■ **WHAT YOU ARE ASKED TO DO**:
Rewrite the material below with every instance of "keypoint" replaced by "marker", leaving all other text unchanged.

■ **RECORDS SUPPLIED**:
++++++++

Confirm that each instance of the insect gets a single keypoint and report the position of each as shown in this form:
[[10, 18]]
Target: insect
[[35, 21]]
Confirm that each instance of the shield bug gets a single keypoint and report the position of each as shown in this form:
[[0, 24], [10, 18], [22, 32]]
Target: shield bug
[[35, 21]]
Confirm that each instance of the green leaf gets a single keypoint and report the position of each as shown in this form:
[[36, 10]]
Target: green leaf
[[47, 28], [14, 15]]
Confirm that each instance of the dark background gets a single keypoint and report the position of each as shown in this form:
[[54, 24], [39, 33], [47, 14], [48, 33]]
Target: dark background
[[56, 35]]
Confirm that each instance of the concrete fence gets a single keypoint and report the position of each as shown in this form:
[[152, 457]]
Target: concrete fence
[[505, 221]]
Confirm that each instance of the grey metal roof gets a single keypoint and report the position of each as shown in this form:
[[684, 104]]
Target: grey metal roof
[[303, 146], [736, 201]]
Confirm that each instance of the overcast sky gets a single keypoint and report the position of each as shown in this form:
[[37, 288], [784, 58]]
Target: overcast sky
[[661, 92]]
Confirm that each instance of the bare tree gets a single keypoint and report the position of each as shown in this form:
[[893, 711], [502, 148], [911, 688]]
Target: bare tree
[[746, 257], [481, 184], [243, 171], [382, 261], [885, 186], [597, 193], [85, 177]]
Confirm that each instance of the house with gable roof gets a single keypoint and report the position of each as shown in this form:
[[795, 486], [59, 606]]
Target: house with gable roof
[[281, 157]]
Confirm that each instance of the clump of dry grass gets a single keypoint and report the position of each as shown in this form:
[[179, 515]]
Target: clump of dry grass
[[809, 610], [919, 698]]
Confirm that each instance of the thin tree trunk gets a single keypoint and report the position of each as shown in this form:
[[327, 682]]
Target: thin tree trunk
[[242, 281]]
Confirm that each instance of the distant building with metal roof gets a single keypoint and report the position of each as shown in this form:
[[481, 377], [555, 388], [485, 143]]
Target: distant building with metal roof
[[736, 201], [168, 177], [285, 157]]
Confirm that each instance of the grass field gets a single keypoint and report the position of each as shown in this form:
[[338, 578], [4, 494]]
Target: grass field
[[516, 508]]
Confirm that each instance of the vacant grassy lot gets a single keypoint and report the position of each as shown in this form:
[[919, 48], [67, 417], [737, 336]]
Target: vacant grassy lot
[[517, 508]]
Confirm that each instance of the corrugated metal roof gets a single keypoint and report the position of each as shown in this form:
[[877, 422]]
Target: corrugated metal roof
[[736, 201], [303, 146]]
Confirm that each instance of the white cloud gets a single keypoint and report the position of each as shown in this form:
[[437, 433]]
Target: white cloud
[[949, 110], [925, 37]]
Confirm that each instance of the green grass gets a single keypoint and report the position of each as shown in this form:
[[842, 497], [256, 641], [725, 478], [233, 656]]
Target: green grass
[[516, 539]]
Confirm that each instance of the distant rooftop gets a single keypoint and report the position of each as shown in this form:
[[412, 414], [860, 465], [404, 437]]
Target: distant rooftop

++++++++

■ **EXPECTED ANSWER**:
Confirm that each instance of the insect gets a single marker and report the position of each as shown in this form:
[[10, 18]]
Target: insect
[[35, 21]]
Confirm that each instance of the shield bug gets a single marker and report the position of each as shown in this form:
[[0, 24], [10, 18], [22, 32]]
Target: shield bug
[[35, 21]]
Confirm that each instance of the green leaf gets a single marker and report the position of each as shown in this form:
[[36, 10]]
Target: green leaf
[[47, 28], [14, 15]]
Confirm that each instance of the dark background gets a single marker and report the position of each as shown in this form:
[[54, 24], [39, 33], [47, 14], [48, 33]]
Target: dark background
[[56, 35]]
Confirm that each instance of the concrete fence gets a single marker and report the position of each as shown in this form:
[[152, 457]]
Target: concrete fence
[[505, 221]]
Confirm that each instance of the grey metal roof gets a single marker and report the position of each as shown in this form:
[[684, 104]]
Target: grey metal roof
[[303, 146], [736, 201]]
Confirm that each instance of the overcast sky gets a single marker and report the position of each as shown in this form:
[[37, 288], [784, 58]]
Target: overcast sky
[[661, 92]]
Confirm that each instance of the bare tree gets a single marker and report the position of each as shown in this form:
[[893, 711], [502, 148], [911, 688]]
Target: bare tree
[[746, 257], [481, 184], [243, 171], [382, 261], [885, 186], [597, 193], [85, 177]]
Confirm that each instance of the house with gable roof gets a single marker and report the position of each as shown in this form:
[[795, 486], [59, 606]]
Target: house with gable roof
[[281, 157]]
Confirm that each instance of the clump of dry grass gets a single marker and report the position of each as shown in this form:
[[179, 515]]
Target: clump of dry grass
[[809, 610], [919, 698]]
Confirm that each instance of the thin tree trunk gets a single marker and report the position of each as shown in this form:
[[327, 682]]
Target: thin tree trunk
[[242, 281]]
Confirm that each instance of the distant building with metal roof gets a single marker and report the position of each as shown in this form:
[[481, 377], [555, 388], [485, 143]]
Target: distant building with metal roof
[[736, 201], [168, 177], [285, 157]]
Confirm that each instance of the grass field gets a single marker and report the position of each as shown in this form:
[[338, 578], [4, 494]]
Target: grass field
[[516, 508]]
Confirm that each instance of the vacant grassy lot gets a single marker and report the position of each as shown in this form:
[[919, 48], [67, 417], [737, 336]]
Target: vacant grassy lot
[[517, 508]]
Confirm that each instance of the corrugated metal roof gets a single marker and report the position of each as shown in this form:
[[877, 422]]
Target: corrugated metal roof
[[736, 201], [303, 146]]
Confirm that each instance of the white cloud gets a single marker and report the position of each as shown in this form:
[[437, 433]]
Target: white cloud
[[949, 110], [925, 37]]
Confirm that each instance of the green grass gets a single marker and report the position of each as shown in this form:
[[842, 497], [256, 641], [725, 478], [233, 656]]
Target: green grass
[[516, 539]]
Confirm that each instance of the distant rooftop gets a single marker and report the position of each as shown in this form:
[[412, 414], [860, 465], [404, 437]]
Target: distant rooftop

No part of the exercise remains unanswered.